[Text under study — start]

Together with “Amulet” and “Going Easy Too”, we met Yanti and her friends in a small restaurant - there was her sister Ika, a male nurse called Fadli and two doctors. It’s a very basic Warung, but the food was good. They ordered Gong Gong for us, which a shellfish caught locally. The 30mm long shells are boiled in very salty water and the creature can easily be pulled out of its shell by a kind of claw. They served it with a very hot chili sauce - it was very tasty.
After our appetiser of Gong Gong, we had a choice of Bakso (Fish ball soup with vermicelli) or Soto (Chicken soup with vermicelli). The food was good and we had a good chat. Yanti and her friends were born in different parts of Indonesia and have come here under government contracts to work at the hospital. This meant that they couldn’t answer some of our questions about the local traditions, but they asked some other ladies in the Warung who were brought up on Jemaja.
We asked about the local traditional dance called Gobang, which is partly a play, with the dancers enacting stories. The tradition still exists, but the dances are only performed at weddings and other special events. There is a local troupe of dancers, but they charge 2,000,000 rupiah (£100) for a performance.
The islands 5 miles to the north west of here are rumoured to be a base for pirates who allegedly operate in the area. Chris and Nancy from “Amulet” are very worried about being boarded and are refusing to go to these islands. They say that an oil ship was high-jacked by some Indonesians somewhere off these islands a couple of years ago and they are convinced that these islands are still dangerous.
Again, I asked the local people about pirates in the area and everyone said that there is no problem - there may have been a long time ago, but not now. Once again, people are surprised by the questions. This doesn’t convince “Amulet” and their negative waves are starting to affect Glenys, so she’s now worried about going to these islands - fear is very insidious, even if it’s unfounded, and “Amulet’s” anxiety is starting to wear me down.
After our meal, we took Yanti and her friends out to our yachts to show them around. It was a short visit, because it was going dark and a huge thunderstorm was approaching, but they loved being on board and took lots of pictures. The thunderstorm was a cracker with very strong winds and bolts of lightning as it passed over.

[Text under study — finish]
[Given information — start]

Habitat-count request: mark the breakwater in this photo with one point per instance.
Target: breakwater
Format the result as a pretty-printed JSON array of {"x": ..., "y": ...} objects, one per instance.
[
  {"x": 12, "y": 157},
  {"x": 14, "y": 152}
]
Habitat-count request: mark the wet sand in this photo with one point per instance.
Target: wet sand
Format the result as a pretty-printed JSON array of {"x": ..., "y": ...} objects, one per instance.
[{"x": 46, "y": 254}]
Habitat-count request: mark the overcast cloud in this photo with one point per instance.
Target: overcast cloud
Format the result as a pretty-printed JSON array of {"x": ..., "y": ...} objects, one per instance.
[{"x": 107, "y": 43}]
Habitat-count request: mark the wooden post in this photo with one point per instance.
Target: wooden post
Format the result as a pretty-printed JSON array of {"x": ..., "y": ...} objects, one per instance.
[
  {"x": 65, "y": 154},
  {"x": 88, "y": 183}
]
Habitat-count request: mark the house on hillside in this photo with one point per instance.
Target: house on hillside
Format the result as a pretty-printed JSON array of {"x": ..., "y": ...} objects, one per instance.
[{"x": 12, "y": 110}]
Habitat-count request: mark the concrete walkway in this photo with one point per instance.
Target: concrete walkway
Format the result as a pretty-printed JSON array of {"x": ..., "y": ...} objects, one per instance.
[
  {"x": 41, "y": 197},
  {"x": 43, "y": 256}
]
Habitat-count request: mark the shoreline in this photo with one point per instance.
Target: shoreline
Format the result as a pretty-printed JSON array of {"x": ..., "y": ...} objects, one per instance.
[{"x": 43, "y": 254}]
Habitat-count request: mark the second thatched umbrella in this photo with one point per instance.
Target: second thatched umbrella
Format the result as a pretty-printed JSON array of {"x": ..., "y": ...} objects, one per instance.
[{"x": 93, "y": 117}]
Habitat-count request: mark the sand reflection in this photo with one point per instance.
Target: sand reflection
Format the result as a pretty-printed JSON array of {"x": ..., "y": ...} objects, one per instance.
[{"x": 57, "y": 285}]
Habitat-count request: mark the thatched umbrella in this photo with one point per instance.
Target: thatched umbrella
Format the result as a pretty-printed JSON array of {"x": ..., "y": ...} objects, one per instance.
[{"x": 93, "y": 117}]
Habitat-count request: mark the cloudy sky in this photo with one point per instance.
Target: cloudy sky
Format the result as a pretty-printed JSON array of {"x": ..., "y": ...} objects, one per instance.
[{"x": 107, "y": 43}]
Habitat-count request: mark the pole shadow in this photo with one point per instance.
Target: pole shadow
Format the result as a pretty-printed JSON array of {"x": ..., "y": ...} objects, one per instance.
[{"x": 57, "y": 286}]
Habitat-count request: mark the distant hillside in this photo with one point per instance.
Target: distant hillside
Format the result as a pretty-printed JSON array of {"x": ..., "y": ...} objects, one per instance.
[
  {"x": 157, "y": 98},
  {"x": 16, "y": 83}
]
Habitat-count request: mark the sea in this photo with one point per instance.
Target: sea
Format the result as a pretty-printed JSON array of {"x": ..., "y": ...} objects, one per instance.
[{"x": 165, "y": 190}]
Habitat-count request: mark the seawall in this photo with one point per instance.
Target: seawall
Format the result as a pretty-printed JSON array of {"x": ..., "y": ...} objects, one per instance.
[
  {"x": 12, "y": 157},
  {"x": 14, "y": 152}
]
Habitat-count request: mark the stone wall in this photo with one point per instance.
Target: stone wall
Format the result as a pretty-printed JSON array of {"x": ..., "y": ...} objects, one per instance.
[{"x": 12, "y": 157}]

[Given information — finish]

Exercise brief:
Answer from the Jemaja account:
1. How long are the Gong Gong shells?
2. What does the local troupe of dancers charge for a performance?
3. What was approaching when Yanti and her friends visited the yachts?

Output:
1. 30mm.
2. 2,000,000 rupiah (£100).
3. A huge thunderstorm.